### MATERIAL FOR THIS TASK
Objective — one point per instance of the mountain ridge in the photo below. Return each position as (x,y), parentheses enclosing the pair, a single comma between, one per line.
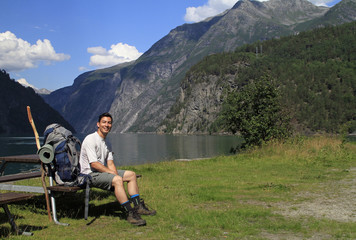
(140,94)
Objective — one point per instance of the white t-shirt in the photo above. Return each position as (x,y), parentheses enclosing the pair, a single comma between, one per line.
(94,149)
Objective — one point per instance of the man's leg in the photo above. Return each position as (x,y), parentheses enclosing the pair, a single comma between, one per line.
(132,188)
(132,216)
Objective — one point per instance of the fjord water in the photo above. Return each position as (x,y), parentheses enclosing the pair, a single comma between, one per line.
(134,149)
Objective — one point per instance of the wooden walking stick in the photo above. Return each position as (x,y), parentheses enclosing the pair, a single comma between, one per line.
(42,165)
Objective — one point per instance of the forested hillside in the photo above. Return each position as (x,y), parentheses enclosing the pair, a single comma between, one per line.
(315,72)
(14,98)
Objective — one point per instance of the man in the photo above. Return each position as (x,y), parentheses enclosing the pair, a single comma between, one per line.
(96,159)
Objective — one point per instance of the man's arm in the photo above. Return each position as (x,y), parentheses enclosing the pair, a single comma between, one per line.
(101,168)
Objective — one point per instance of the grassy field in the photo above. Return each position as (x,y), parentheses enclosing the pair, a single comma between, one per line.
(301,189)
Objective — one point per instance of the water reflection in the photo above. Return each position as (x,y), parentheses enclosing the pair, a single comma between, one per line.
(133,149)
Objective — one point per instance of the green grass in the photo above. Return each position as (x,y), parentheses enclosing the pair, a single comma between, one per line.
(228,197)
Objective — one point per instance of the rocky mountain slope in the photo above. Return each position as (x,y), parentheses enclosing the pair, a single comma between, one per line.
(140,94)
(14,98)
(315,72)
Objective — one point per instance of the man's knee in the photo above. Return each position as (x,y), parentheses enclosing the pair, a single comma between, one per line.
(117,181)
(129,176)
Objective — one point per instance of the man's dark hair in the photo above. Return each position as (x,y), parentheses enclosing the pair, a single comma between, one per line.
(105,115)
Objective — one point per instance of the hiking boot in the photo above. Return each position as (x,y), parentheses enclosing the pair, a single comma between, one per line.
(135,219)
(142,209)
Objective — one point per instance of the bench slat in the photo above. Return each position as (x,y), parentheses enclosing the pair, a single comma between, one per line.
(63,189)
(20,176)
(10,197)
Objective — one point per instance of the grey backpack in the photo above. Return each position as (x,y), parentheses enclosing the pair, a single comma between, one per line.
(66,148)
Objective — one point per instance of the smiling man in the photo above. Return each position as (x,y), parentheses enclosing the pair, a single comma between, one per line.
(97,160)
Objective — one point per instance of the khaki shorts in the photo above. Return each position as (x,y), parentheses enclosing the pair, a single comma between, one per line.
(104,180)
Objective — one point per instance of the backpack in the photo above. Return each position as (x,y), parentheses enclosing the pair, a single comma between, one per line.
(66,148)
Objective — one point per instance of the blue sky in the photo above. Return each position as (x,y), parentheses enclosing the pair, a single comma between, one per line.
(50,42)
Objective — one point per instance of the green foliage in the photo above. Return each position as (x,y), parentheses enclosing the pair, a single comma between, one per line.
(256,112)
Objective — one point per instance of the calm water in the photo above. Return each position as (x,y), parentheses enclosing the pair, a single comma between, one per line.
(134,149)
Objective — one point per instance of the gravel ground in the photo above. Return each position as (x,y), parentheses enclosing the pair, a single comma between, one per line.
(335,201)
(338,201)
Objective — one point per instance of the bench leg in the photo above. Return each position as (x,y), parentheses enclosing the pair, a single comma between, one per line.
(86,208)
(13,224)
(53,204)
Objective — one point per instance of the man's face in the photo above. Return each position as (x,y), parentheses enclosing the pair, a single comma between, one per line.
(104,126)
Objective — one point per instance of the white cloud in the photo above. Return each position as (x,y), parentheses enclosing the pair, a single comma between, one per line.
(17,54)
(215,7)
(118,53)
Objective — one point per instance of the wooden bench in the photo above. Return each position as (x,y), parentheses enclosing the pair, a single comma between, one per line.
(52,189)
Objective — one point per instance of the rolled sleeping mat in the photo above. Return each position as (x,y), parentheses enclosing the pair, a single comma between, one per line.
(46,153)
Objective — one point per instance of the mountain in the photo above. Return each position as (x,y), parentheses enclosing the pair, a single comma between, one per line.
(315,72)
(140,94)
(14,98)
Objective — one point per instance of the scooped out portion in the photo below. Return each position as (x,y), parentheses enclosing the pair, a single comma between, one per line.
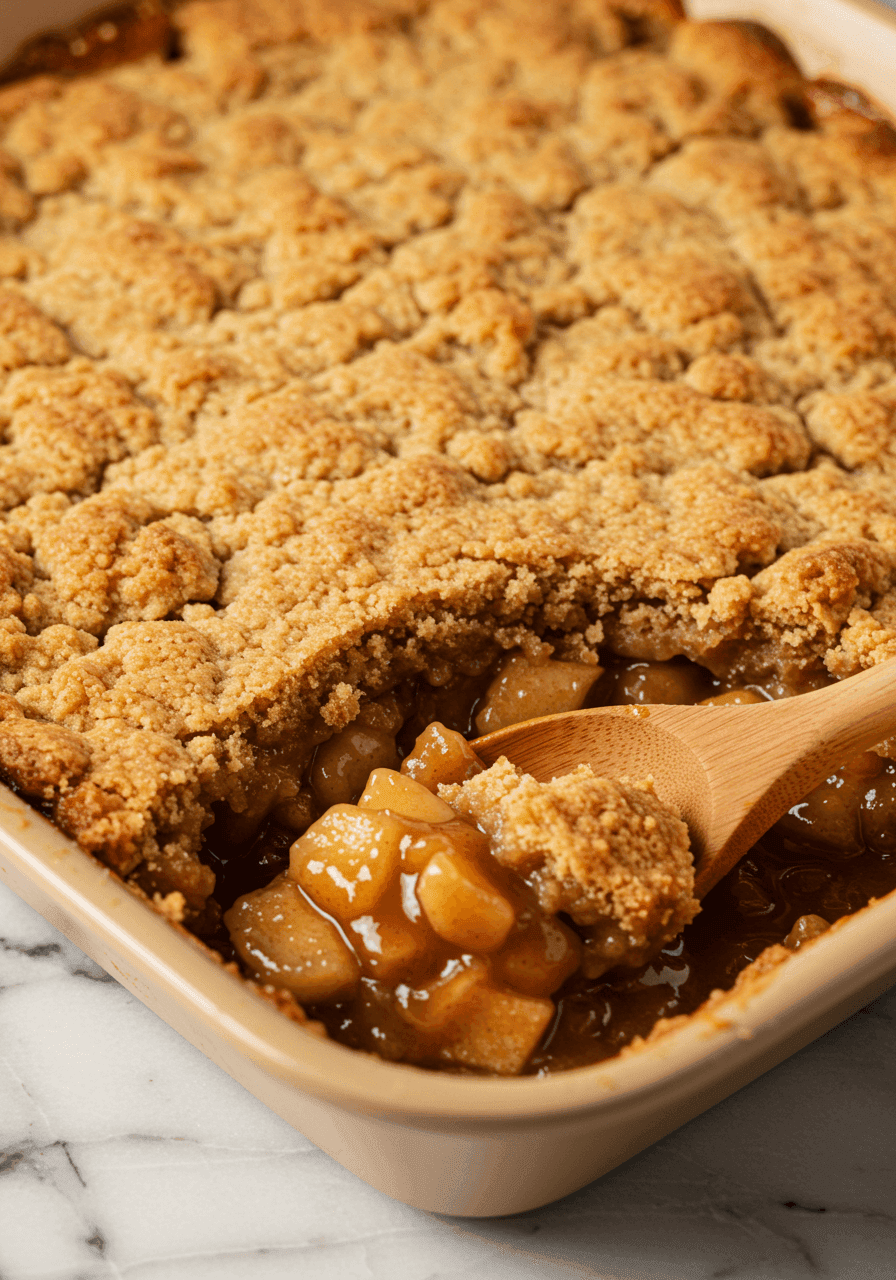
######
STATED GOAL
Go through the listing above and write it out again exactly, dropping the pictures.

THE OUTPUT
Objective — one point per instance of the mountain ridge in the photo below. Return each position as (x,y), parentheses enclosing the pair, a single comma between, one per line.
(140,94)
Objective — one point per instance of the white t-shirt in the photo above. Return each position as (x,y), parentheses enclosing the pair, a single comma between, one per line.
(94,149)
Objective — one point per instance of the man's leg in the photo above. Return each position as (x,y), parentheses enclosing the pair, a single comma between, one per line.
(132,188)
(132,216)
Objective — one point per instance of the fjord water in the photo above. Return each position as (x,y), parentheses enclosing the pair, a single comma between, one per line.
(134,149)
Objective — one point per instance of the wooden walking stick in the photo above. Return each position as (x,y), parentheses enclosing the pair, a single comma between, one per line.
(42,165)
Objective — one point per instance of the forested hillside in the photo above. Return each position as (x,y), parentheses enclosing the pair, a single comma between, one per line.
(315,72)
(14,98)
Objective — one point per instance of the man in the photo above. Return each position as (x,y), parentheses enclosing the pair, a single comma between, one per line.
(96,159)
Objective — one point per instance of the man's arm in the photo above. Return each position as (x,y), parentheses enclosing the pair, a single comma between, one per line.
(101,168)
Objective — one point per instance of the grassy field in the photo above. Return each position as (x,y), parentheses enclosing the pair, a single comma between, one per line.
(301,189)
Objective — one point per instance of the water reflection in the photo above. Return each position as (x,y), parentheses enclosing the pair, a single comma between, one per line.
(133,149)
Objective — one point per instance of the green grass in the photo above. Return each position as (x,y), parentheses enclosing the pair, a single comma between, one per line.
(228,197)
Objective — one point per instance of the rocky mountain slope in the photo above. Return each position as (x,y), parentheses enclosing the pair, a single comma between, one per line.
(140,94)
(14,98)
(315,72)
Objective — one point per instance of the man's knee in the photo above. Return each position as (x,y), parentheses enclosing the pair, a single comma between, one per line.
(117,181)
(129,176)
Objective — one point per instance of the man's dark hair in the photo above. Return each position as (x,y), parentheses enclosing the pair, a single comma between, one per line.
(105,115)
Objective — one point per instance of the hiking boot in the photo above. Return each position as (x,y), parentheses enclosing the pair, a single comma between, one per line.
(135,219)
(142,209)
Objective — one point per instance of the bench slat in the photo above. Return each position as (x,y), parentheses enclosing the pair, a single comma between, one per line.
(63,189)
(20,176)
(10,197)
Objective — one point per instance of the grey backpack in the photo above. Return each position as (x,y), parentheses enclosing the pair, a single comma between, one per line.
(66,148)
Objective — one point per instance of the smiling man in the photo above. Return each position as (x,y), parentheses enclosing the pair, a single comma between, one per line.
(97,160)
Objective — one point per instance of the khaki shorts in the photo above. Return each position as (x,y), parentheses enclosing the pair, a single comma between, one per line.
(104,180)
Objective — one point per instance of the backpack in the photo above. Return each position as (x,y), parentheses enclosing the pair, a single comma between, one per line.
(66,148)
Objective — one point per instance of the blue sky in the photo above. Return each position as (x,y), parentheses enclosing the pair, a single comma between, one per line.
(50,42)
Objective — one point per instance of the green foliage in the photo above. Return each position as (x,y), parentheses enclosing the pair, a single comma between, one per line.
(256,112)
Objective — one point per instance of the calm water in the photo above. Return each position as (x,y), parentheses enclosing the pair, a single comma between, one per line.
(134,149)
Objective — one point per instance of the gravel ground in the photo above. Return each position as (x,y), parentheses enclosing the pair, a single comma between, one per line.
(335,201)
(338,201)
Objective — one point per instance of the bench leg in the photo above. Return each position as (x,y), parentheses enclosing the pair, a single comma between, one per line.
(86,208)
(13,224)
(53,204)
Objective — one point per instance of the man's face in the photo above. Return each position as (x,y), parentheses enclosing the pair, a single comma between, one per line.
(104,126)
Objective — one point per instance of the white cloud in the photo above. Return each position as (x,y), parentheses enclosing the pair, a single comma between, one per line.
(17,54)
(215,7)
(118,53)
Objective — one point per instance of the wooden bench in the photo above. Return each position as (x,y), parentheses enclosing the pair, a single comma between, one per line.
(52,189)
Objective — one point per instance of the rolled sleeping mat in the photo above. Return each position as (x,y), parentheses enclosing the pair, a single comma between, one per line.
(46,153)
Objective — one point per instance of the mountain in the photo above. Return each position as (x,y), parentheses enclosing the pair, a single comma between, one per line.
(315,72)
(140,94)
(14,98)
Objective — one point per instance of the scooped out portion in the photo below. Return each position as (x,y), parentheses enclosing the pair, a single comma between, one per line.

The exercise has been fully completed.